===== EXCERPTED PASSAGE
Fig. 314. (S. 1–4.) Gorgets and problematical forms from the collection of W. A. Holmes, Chicago, Illinois. The tube to the left in the lower row is somewhat longer than the average specimen. The one to the right, lower row, being grooved and perforated at one end, is quite rare. The double-pointed object in the centre has its counterpart in the Andover collection, and at Washington and elsewhere.

Professor Lucien Carr, for many years librarian at Harvard University, published a number of important papers. In 1897, the American Antiquarian Society printed one of Professor Carr’s memoirs entitled, “Dress and Ornaments of Certain American Indians.” This paper, and others along similar lines, brings within convenient compass the essential things said by early travelers concerning our natives. As a librarian—for Mr. Carr, although a historian, was not an archæologist—he dealt with the early historic period. His paper is, therefore, of peculiar value in connection with our study of ornaments, problematical forms, etc. It must be remembered that there is little in the literature of early America as to the use of stone in problematical form. Since Professor Carr, who examined the material thoroughly, found so few references, his paper is in support of my contention that the early historians and travelers among Indians found few, if any, of the problematical forms in use. On the contrary there were great quantities of ornamental objects in evidence, and these are mentioned by the eighty writers quoted by Professor Carr in his footnotes:—

Fig. 315. (S. 1–3.) Unfinished objects, ridged, with expanded sides. This form occurs both in the flat tablet and in the true ridged type. Material: slate and shale. Collection of B. Beasley, Montgomery, Alabama.

“Of the use of labrets and of the custom among the men of piercing the nipples and inserting a reed or cane in the hole, I do not propose to speak, as the evidence on the point is not altogether satisfactory. Cabeza de Vaca,[[9]] it is true, asserts that both customs existed among the Indians of Florida; and Adair[[10]] and Father Paul Ragueneau[[11]] speak of piercing the lip, but in such an indefinite manner that it does not carry much weight. At all events their statements are not corroborated, as they would have been if the custom had been general, and hence I do not insist upon their acceptance.

Fig. 316. (S. 1–2.) Face and rear of the gorget with expanded sides. The face is flat, the reverse is convex. These are usually perforated from the face downward, the holes being small on the reverse. They were not drilled with a reed or hollow drill, as the holes are cone-shaped. This type and the flat, tablet-like form occur more in the mounds than other forms, and seem to have been favorite ornaments among mound-building tribes. Phillips Academy collection.
==========
===== RECORDED DATA
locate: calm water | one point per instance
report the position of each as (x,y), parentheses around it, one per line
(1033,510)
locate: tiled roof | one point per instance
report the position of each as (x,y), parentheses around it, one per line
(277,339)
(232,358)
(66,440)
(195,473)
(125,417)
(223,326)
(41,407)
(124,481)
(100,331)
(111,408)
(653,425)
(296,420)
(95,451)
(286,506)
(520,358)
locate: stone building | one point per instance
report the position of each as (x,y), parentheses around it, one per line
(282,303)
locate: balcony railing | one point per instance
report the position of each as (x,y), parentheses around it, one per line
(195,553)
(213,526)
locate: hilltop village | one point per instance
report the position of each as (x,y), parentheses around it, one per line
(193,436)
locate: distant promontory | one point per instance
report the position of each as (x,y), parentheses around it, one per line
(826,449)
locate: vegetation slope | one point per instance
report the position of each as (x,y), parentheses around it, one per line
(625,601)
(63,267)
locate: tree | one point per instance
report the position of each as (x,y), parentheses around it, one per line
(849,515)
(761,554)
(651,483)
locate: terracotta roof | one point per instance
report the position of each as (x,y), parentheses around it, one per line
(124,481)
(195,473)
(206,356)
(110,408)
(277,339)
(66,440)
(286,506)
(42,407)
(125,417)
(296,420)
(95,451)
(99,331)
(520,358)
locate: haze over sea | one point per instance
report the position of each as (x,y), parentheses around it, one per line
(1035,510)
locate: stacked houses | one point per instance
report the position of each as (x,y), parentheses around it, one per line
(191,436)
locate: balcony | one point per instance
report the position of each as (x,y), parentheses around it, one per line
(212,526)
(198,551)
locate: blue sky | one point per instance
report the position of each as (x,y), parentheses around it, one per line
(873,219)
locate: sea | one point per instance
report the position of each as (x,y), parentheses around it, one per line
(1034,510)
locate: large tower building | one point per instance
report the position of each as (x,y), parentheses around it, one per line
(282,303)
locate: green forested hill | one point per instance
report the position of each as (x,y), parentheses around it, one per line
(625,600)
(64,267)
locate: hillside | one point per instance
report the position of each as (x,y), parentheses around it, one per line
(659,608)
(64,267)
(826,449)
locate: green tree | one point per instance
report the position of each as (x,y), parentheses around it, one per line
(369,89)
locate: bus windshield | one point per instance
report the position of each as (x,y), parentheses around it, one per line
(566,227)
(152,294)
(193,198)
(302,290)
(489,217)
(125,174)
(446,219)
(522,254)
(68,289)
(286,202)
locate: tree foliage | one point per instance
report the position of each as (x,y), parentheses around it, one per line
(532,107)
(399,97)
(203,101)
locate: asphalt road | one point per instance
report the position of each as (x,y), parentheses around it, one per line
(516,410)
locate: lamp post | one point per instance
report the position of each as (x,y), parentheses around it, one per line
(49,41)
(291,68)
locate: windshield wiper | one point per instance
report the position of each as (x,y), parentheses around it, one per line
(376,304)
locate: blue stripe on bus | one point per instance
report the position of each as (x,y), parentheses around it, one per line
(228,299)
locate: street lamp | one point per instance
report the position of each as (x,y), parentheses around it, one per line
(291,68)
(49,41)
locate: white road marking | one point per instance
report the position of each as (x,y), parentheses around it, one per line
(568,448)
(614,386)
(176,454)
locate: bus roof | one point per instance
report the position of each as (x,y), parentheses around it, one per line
==========
--- TASK TO COMPLETE ---
In the quotation within the passage on gorgets and problematical forms above, which writers are cited by name?

--- ANSWER TO THIS PROBLEM ---
Cabeza de Vaca, Adair, and Father Paul Ragueneau.